• **Aim**:
Turn each line of the listing below into one string in a JSON list, skipping blank lines. Leave the pictures out of your answer.

• **Available records**:
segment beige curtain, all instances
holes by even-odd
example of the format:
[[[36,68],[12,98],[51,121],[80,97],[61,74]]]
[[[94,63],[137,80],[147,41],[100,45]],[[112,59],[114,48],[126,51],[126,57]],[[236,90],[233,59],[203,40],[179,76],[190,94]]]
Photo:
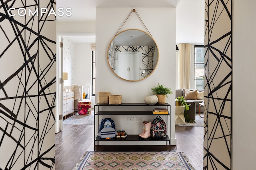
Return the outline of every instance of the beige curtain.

• **Response to this task**:
[
  "segment beige curtain, all instances",
  "holes by even-odd",
  "example of the format:",
  "[[[36,68],[12,98],[51,121],[80,97],[61,74]]]",
  "[[[94,63],[137,80],[147,41],[100,45]],[[112,59],[114,48],[126,51],[126,57]],[[236,90],[233,59],[203,40],[179,76],[190,94]]]",
  "Photo:",
  "Return the outline of every instance of the beige curtain."
]